[Assigned task 1] In the article about the Amish families who forgave Terri Roberts, what single word hangs above the window in her sun room?
[Assigned task 2] Continue the article about the Amish families who forgave Terri Roberts, starting right after its last sentence.

Selected excerpt below:

Her Son Shot Their Daughters 10 Years Ago. Then, These Amish Families Embraced Her As a Friend

Ten years later, the Amish families are still consciously deciding to forgive every day

Written by Colby Itkowitz | Saturday, October 8, 2016

“For King, forgiveness has not come easy. Some parents have mourned the death of their daughters. Others have seen their daughters fully heal. His daughter survived, but he also lost her. Every day, he fights back his anger. Every day, he has to forgive again.”

 

A single word in black cursive font hangs above a large double-pane window in Terri Roberts’s sun room. It says “Forgiven.”

The word — and the room itself, a gift built by her Amish neighbors just months after the unimaginable occurred — is a daily reminder of all that she’s lost and all that she’s gained these past 10 years.

The simple, quiet rural life she knew shattered on Oct. 2, 2006, when her oldest son, Charles Carl Roberts IV, walked into a one-room Amish schoolhouse on a clear, unseasonably warm Monday morning. The 32-year-old husband and father of three young children ordered the boys and adults to leave, tied up 10 little girls between the ages of 6 and 13 and shot them, killing five and injuring the others, before killing himself.

End of Selected excerpt.
Records supplied below:

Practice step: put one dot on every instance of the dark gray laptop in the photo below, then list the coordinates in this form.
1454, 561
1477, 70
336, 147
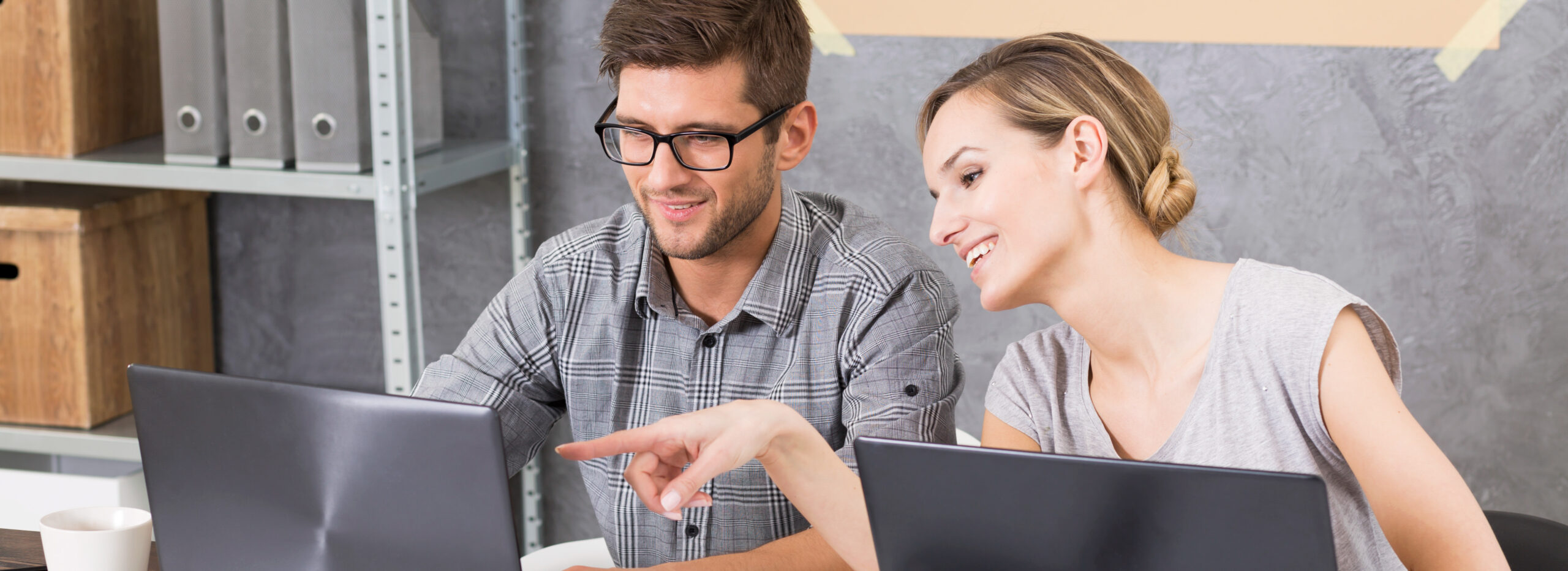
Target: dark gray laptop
951, 507
250, 474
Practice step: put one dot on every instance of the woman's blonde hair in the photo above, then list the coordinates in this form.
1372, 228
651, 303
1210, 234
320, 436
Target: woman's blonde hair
1043, 82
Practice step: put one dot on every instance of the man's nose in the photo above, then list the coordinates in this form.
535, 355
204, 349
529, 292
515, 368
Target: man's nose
665, 171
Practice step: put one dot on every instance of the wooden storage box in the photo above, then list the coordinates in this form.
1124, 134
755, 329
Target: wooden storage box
93, 280
77, 76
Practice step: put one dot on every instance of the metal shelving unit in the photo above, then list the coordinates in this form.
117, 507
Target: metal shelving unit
394, 184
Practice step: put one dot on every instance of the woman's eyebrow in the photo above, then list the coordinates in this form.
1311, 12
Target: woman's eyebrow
954, 159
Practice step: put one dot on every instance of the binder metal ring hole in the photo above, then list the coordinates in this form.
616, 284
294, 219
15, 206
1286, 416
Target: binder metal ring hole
189, 118
325, 126
255, 123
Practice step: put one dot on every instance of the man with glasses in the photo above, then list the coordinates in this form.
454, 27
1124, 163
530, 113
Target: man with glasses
717, 285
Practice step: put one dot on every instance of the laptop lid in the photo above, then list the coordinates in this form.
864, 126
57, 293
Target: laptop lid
951, 507
250, 474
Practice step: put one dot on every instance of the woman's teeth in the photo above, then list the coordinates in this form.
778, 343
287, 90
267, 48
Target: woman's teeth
978, 252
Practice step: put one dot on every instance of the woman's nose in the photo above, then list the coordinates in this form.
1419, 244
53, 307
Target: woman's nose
944, 225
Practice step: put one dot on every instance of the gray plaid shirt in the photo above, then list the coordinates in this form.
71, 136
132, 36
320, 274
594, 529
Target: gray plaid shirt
846, 322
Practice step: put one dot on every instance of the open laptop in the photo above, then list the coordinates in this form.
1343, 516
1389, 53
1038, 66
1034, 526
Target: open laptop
250, 474
951, 507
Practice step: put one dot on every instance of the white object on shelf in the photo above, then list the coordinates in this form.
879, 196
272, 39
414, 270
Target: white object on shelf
564, 556
32, 494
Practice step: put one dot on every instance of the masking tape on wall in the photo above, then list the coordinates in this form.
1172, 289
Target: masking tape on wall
1317, 23
1474, 37
824, 34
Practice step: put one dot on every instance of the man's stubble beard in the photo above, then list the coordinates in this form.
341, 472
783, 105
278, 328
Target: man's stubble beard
729, 223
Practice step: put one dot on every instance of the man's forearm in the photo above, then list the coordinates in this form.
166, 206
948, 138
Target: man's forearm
800, 551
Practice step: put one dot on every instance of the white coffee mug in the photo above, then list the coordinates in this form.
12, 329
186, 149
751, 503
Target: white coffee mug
101, 539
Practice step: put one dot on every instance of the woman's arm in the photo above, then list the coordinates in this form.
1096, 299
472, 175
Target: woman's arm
1001, 435
722, 438
1423, 504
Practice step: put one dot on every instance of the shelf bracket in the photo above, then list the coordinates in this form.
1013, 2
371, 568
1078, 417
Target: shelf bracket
393, 151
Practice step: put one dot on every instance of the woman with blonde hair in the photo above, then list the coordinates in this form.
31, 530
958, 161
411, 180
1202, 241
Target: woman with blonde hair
1054, 176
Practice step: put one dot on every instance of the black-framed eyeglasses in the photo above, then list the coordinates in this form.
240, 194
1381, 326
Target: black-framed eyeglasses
695, 149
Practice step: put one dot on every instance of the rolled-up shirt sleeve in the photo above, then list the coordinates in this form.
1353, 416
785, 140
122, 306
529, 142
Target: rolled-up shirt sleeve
903, 374
507, 363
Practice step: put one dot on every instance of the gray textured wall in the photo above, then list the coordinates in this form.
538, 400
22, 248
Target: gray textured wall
1438, 203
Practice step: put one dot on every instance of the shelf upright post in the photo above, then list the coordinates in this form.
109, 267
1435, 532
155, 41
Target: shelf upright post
393, 151
529, 515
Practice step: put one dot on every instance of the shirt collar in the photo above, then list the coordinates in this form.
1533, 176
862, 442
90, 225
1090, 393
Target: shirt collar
777, 293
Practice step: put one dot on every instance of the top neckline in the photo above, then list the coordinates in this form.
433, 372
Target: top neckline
1087, 405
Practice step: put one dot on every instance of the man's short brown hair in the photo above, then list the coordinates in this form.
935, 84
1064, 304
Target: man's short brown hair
771, 38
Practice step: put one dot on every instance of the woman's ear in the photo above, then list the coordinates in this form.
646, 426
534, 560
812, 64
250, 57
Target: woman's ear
797, 131
1085, 138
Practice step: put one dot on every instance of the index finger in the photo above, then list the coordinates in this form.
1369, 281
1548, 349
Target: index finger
623, 441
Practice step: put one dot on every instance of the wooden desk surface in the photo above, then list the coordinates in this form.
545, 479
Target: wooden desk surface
24, 550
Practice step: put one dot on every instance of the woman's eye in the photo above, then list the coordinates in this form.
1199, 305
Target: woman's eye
970, 177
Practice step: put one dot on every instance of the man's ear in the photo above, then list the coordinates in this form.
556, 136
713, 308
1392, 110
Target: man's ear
797, 129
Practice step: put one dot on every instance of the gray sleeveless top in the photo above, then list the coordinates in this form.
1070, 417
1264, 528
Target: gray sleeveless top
1255, 407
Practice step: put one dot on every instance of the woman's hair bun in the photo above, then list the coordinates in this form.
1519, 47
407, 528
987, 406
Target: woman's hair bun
1169, 193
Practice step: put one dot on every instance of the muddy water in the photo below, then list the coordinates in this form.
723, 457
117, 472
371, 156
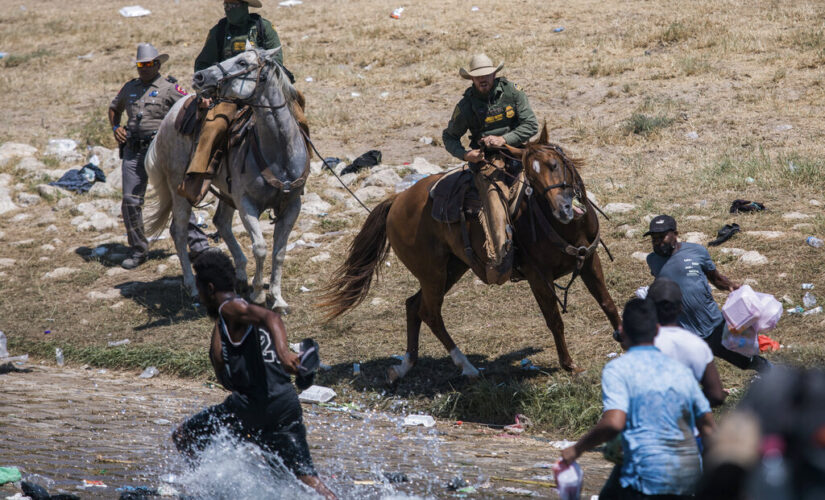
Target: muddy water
63, 425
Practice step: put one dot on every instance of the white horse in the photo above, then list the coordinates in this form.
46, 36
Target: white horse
255, 78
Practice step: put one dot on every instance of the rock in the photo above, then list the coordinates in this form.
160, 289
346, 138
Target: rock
12, 150
321, 257
618, 208
6, 205
383, 178
60, 272
422, 166
110, 294
640, 256
312, 204
48, 192
64, 150
753, 258
27, 199
695, 237
370, 193
768, 235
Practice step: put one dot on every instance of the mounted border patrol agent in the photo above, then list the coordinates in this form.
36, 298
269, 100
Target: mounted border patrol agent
146, 100
233, 34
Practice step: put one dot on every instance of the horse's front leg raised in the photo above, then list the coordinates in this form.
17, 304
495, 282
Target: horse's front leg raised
283, 227
249, 216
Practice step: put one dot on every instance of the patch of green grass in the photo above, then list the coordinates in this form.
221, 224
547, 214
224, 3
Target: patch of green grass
181, 362
565, 405
642, 124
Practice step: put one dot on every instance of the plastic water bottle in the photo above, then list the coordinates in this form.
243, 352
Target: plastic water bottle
809, 300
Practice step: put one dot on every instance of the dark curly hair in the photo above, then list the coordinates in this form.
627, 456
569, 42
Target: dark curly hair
215, 267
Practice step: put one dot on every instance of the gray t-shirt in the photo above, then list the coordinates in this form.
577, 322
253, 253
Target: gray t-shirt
687, 267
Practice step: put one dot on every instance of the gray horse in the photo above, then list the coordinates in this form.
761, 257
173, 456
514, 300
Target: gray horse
255, 78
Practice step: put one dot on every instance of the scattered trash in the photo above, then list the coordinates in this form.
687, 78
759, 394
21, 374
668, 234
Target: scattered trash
369, 159
767, 344
396, 477
569, 479
408, 181
413, 420
815, 242
317, 394
809, 300
149, 372
724, 234
746, 205
521, 424
9, 475
134, 11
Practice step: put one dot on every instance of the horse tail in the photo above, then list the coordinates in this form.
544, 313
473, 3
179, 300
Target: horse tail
351, 282
160, 207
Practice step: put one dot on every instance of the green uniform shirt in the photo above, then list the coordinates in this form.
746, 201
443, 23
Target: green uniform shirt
234, 42
146, 104
505, 112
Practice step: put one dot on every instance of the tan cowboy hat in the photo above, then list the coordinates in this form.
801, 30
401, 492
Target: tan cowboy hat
253, 3
480, 65
146, 53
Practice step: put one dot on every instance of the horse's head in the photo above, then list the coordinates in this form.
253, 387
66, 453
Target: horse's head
237, 78
552, 174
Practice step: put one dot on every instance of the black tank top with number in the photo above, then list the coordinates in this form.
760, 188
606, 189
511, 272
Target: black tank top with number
252, 370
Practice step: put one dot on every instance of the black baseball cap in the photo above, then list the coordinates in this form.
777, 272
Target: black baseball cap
661, 224
665, 290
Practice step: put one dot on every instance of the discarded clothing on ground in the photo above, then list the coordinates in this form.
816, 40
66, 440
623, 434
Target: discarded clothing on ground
369, 159
80, 180
746, 206
724, 234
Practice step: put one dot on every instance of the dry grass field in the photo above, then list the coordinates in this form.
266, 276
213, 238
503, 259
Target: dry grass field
678, 107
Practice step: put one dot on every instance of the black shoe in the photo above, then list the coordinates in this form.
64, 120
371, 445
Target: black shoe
724, 234
133, 261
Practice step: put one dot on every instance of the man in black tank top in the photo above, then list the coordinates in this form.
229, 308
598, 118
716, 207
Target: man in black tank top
251, 358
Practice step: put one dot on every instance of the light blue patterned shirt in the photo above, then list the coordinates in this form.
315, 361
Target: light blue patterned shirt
662, 401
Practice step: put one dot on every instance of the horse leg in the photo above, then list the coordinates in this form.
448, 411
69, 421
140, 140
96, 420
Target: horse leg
283, 227
223, 221
249, 216
593, 278
181, 211
546, 299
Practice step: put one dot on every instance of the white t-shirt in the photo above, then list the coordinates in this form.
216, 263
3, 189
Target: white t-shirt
685, 347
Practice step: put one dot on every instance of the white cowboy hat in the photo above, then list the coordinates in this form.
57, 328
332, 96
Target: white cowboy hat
480, 65
146, 52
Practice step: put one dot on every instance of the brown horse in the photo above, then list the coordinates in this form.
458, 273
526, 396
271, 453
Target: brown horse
551, 241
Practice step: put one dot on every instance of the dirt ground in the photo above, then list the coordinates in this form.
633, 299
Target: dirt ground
677, 107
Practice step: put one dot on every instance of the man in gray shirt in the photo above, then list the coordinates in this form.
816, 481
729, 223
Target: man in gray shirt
690, 266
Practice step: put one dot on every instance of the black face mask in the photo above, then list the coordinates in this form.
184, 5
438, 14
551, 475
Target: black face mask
664, 249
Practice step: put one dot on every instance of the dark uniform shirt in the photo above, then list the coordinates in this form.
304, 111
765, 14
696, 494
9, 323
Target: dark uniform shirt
234, 41
505, 111
146, 104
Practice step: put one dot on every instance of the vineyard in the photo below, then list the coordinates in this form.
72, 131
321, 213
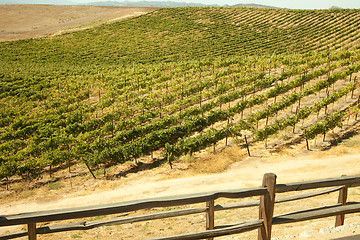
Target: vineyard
174, 82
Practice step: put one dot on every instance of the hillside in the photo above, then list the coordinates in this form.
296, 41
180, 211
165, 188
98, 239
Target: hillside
190, 87
175, 82
33, 21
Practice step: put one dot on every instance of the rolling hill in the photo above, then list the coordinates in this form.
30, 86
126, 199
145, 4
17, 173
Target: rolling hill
174, 82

End of Records supplied.

[Final answer 1] "Forgiven."

[Final answer 2]
Terri Roberts’s husband thought they’d have to move far away. He knew what people thought of parents of mass murderers. He believed they would be ostracized in their community, blamed for not knowing the evil their child was capable of.

But in the hours after the massacre, as Amish parents still waited in a nearby barn for word about whether their daughters had survived, an Amish man named Henry arrived at the Robertses’ home with a message: The families did not see the couple as an enemy. Rather, they saw them as parents who were grieving the loss of their child, too. Henry put his hand on the shoulder of Terri Roberts’s husband and called him a friend.

The world watched in amazement as, on the day of their son’s funeral, nearly 30 Amish men and women, some the parents of the victims, came to the cemetery and formed a wall to block out media cameras. Parents, whose daughters had died at the hand of their son, approached the couple after the burial and offered condolences for their loss.

Then, just four weeks after the shooting, the couple was invited to meet with all the families in a local fire hall. One mother held Roberts’s gaze as both women’s eyes blurred with tears, she said. They were all grieving; they were all struggling to make sense of the senseless.

But the Amish did more than forgive the couple. They embraced them as part of their community. When Roberts underwent treatment for Stage 4 breast cancer in December, one of the girls who survived the massacre helped clean her home before she returned from the hospital. A large yellow bus arrived at her home around Christmas, and Amish children piled inside to sing her Christmas carols.

“The forgiveness is there; there’s no doubt they forgive,” Roberts said.

Steven Nolt, a professor of Amish studies at Elizabethtown College, said that for most people, forgiveness and acceptance come at the end of a long emotional process. But the Amish forgive first and then every day work through the emotions of it. This “decisional forgiveness” opened a space for Roberts to offer her friendship, which normally in their situation would be uncomfortable, he said.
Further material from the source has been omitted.